• **Article**
# Texas Beer



## Wingnut

Which do you prefer?:beer::beer::beer::beer::beer:


----------



## TCShelton

Shiner, with Rahr coming in a close second.


----------



## Blake Bowden

Shiner! 

Pearl? I almost puked when I read that.


----------



## Wingnut

LS used to be my favorite.  When I was stationed in Hawaii in 1980-84 I used to pay friends to send me cases of it!


----------



## david918

I was weaned on LS longnecks


----------



## scottmh59

whooooooooo:beer:


----------



## Sirius

Mmmm Rahr. But I can only get it when I'm in Fort Worth.


----------



## Blake Bowden

Okay, who voted for pearl!?


----------



## Bro. Stewart P.M.

Shiner of course!


----------



## owls84

I am a Lonestar man. I used to only drink Lonestar then I went to some Shiner but never beat it. I am thinking about trying the Rahr and Sons but I just never got around to it. Sounds like a good plan, Tom, Scott? What do you guys say for Monday? Each bring a few to Toms house and try em out? I am game. We could invite Rhit but he is a whiskey drinker.


----------



## lwdisney

My favorite is Ziegen Bock, but I def like Shiner and Lonestar.  Franconia is aight.  The only Rahr's I like is Iron Thistle and they stopped making it...the other Rahr's are just plain nasty


----------



## scottmh59

blake said:


> Okay, who voted for pearl!?



*Thats a very GOOD question..*






:beer:


----------



## JBD

Or we could meet in N Arl at the Cigar Store and try them all with the Big Screen  and Leather Couches in the members area while we teach the EA that owns the place (Don't tell me I don't recruit according to the needs of the Lodge  :biggrin: )


----------



## scottmh59

its the inner not the outer,and we dont recruit


----------



## MGM357

Shiner black


----------



## TCShelton

MGM357 said:


> Shiner black



Good stuff.


----------



## Bro. Kurt P.M.

Shiner all the way


----------



## ljlinson1206

OK, I know I represent the minority here.  My first chioce of "any" beer would aways be George Killians Irish Red.  But, if I can't find it, then my next chioce would have to be the goat....Ziegen Bock.  It has a very nice body and texture.  The taste is smooth and refreshing without a harsh after taste.  Anything else is just silly.  Might as well be drinking Coors Light.  lol


----------



## scottmh59

:54:


----------



## C. Banks Barbee

Case Beer of choice-- Lone Star hands down.

• **Written request**
List every username in the Texas beer thread that appears as the author of more than one post. The data after this comes from a separate source, not the Texas beer thread.

• **Dataset content**
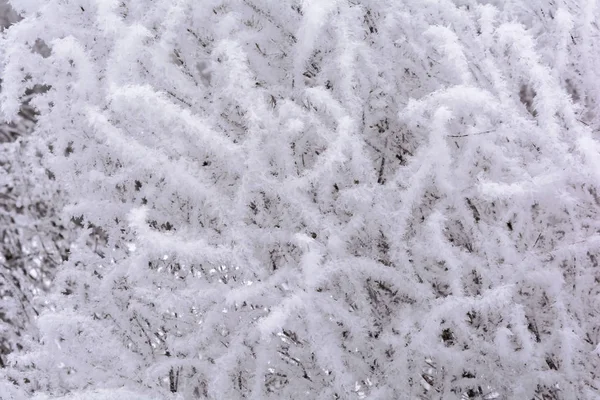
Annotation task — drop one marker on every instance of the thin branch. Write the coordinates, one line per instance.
(472, 134)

• **Exercise solution**
Wingnut, TCShelton, Blake Bowden, scottmh59